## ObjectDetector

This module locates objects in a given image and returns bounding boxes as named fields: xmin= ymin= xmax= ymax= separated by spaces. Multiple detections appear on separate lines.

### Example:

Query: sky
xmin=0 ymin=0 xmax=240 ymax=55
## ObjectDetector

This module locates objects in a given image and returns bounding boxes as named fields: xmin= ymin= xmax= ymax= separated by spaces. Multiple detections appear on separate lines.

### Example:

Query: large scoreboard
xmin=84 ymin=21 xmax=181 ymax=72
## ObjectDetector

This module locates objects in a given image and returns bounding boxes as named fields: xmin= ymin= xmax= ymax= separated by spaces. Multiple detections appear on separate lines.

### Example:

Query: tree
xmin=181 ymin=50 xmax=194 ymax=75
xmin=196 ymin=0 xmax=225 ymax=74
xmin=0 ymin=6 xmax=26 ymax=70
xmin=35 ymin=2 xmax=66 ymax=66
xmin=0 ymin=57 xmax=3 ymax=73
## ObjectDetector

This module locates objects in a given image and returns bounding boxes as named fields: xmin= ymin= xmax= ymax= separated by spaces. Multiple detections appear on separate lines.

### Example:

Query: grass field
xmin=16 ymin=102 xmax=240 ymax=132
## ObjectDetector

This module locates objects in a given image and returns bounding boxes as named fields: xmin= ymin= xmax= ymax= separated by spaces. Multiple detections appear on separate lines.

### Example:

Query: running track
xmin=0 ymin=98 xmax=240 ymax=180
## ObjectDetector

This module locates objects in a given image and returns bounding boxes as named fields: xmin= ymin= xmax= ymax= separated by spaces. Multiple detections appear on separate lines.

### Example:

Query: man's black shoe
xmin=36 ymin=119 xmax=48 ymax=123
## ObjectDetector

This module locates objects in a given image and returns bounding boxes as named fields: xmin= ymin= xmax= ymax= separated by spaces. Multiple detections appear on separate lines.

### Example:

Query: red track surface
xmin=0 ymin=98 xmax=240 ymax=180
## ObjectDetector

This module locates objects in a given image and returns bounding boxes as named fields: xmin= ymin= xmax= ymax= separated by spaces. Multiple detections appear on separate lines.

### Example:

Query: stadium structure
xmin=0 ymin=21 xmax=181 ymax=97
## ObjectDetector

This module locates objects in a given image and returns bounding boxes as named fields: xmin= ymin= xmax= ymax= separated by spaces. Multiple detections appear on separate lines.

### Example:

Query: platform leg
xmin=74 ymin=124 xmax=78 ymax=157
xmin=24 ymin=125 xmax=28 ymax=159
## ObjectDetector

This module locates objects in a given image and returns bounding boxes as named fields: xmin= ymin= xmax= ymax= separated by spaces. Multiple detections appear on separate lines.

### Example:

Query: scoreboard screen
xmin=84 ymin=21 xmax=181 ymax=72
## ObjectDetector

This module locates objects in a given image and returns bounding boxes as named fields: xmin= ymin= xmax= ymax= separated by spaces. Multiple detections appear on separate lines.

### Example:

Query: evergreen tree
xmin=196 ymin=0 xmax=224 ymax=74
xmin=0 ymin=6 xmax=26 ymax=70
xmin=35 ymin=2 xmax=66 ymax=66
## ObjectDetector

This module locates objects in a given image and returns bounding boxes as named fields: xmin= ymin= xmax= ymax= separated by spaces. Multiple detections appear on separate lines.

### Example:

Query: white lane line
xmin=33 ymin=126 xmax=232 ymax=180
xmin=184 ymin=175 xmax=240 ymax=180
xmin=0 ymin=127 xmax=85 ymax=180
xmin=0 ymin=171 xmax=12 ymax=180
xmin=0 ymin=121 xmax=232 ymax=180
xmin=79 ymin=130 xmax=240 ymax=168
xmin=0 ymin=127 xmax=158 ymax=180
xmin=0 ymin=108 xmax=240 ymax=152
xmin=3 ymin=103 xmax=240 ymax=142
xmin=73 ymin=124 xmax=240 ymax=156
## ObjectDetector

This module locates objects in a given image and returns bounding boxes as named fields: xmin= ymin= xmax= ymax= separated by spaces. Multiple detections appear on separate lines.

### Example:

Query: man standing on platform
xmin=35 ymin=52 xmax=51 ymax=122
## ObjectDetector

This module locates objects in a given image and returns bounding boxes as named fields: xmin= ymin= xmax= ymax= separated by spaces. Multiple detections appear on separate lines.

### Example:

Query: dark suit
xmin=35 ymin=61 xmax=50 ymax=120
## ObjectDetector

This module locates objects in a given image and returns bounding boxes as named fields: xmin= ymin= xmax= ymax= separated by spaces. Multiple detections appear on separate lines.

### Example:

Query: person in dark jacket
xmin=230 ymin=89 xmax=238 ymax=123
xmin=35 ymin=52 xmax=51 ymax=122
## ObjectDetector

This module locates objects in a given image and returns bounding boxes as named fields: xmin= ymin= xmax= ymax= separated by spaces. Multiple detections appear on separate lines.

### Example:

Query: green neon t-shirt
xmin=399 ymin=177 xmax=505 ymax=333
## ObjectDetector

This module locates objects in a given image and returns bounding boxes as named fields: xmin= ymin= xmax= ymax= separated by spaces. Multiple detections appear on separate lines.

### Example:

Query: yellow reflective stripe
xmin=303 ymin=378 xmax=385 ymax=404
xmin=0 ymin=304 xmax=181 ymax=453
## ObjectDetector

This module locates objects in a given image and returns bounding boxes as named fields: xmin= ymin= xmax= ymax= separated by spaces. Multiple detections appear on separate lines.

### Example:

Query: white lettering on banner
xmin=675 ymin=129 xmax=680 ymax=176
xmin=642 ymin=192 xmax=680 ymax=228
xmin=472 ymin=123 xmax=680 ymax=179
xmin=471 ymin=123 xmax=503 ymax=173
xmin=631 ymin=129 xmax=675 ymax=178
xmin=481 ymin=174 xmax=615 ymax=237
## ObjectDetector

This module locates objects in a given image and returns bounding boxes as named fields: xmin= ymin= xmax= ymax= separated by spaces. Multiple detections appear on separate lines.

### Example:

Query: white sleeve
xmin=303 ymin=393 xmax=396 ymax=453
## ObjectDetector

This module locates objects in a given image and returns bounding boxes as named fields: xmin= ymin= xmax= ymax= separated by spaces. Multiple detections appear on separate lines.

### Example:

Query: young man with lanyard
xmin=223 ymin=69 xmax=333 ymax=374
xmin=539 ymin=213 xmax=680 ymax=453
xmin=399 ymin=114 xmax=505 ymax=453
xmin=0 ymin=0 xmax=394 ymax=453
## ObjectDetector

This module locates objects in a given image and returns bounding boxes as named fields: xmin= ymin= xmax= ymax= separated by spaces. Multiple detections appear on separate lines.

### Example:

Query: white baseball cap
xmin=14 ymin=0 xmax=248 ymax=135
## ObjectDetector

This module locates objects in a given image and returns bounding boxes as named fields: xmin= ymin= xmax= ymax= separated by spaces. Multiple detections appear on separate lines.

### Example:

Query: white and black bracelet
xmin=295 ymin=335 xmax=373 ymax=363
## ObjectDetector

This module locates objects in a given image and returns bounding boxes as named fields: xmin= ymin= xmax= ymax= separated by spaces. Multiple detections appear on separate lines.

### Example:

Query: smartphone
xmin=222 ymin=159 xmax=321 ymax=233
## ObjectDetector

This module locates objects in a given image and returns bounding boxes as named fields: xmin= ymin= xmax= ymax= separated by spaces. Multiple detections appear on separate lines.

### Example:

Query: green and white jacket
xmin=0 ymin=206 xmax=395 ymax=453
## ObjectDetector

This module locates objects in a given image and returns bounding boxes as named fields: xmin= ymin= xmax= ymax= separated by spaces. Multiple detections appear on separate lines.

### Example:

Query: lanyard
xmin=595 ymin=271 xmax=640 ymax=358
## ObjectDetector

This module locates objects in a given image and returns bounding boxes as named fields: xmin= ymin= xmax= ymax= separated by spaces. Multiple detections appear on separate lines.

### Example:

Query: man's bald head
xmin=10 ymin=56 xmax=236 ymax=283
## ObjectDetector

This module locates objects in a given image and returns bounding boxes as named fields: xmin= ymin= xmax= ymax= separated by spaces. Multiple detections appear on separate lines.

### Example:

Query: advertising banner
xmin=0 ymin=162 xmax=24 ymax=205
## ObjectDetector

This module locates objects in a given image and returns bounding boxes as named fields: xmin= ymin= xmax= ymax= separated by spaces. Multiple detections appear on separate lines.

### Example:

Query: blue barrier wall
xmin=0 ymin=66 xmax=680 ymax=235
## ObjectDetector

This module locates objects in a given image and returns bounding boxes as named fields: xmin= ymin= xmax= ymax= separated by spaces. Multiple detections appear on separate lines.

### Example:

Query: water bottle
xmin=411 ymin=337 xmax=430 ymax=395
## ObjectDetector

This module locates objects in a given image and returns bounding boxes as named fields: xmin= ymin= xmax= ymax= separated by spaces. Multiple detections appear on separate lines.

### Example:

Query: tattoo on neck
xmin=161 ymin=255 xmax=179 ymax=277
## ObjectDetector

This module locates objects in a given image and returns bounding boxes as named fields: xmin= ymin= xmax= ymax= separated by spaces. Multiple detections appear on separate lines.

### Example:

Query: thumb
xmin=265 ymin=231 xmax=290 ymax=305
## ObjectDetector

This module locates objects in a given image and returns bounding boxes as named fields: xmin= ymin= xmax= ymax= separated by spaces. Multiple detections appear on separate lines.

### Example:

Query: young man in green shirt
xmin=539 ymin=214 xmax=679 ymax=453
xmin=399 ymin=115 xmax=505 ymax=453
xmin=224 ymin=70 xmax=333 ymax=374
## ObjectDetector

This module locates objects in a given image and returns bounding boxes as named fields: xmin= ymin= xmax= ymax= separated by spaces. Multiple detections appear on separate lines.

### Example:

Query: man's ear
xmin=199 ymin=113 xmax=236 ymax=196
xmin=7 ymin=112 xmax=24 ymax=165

---

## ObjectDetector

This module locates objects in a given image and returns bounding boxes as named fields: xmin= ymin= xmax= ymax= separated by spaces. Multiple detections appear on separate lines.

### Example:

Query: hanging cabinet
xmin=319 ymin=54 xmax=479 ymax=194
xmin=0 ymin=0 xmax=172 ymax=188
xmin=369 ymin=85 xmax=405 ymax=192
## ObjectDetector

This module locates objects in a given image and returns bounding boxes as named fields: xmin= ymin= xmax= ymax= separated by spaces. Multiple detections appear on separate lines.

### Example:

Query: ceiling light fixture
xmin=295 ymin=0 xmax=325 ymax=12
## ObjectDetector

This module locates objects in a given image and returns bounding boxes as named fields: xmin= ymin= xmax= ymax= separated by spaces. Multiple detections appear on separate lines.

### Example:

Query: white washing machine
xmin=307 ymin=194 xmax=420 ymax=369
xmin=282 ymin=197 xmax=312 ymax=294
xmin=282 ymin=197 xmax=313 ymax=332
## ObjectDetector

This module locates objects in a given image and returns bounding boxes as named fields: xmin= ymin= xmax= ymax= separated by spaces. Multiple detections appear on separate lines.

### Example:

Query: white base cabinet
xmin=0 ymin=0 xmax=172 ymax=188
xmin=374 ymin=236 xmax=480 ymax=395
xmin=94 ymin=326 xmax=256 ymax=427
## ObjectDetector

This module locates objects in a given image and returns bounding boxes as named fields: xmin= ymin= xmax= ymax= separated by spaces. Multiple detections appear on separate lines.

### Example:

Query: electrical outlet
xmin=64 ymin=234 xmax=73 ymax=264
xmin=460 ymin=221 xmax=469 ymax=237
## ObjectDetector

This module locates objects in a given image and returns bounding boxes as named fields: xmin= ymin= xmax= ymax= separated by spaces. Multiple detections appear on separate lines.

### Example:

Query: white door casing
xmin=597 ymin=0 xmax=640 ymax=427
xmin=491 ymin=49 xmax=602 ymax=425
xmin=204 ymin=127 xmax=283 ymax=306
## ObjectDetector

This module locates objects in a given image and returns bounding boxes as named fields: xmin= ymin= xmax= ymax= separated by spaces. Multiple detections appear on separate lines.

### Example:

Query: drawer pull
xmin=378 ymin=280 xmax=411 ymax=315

DIRECTIONS FOR THIS TASK —
Gather each line from the items above that contains the string "lanyard", and copy those lines unchanged.

COMPLETED EXERCISE —
Query: young man with lanyard
Query: lanyard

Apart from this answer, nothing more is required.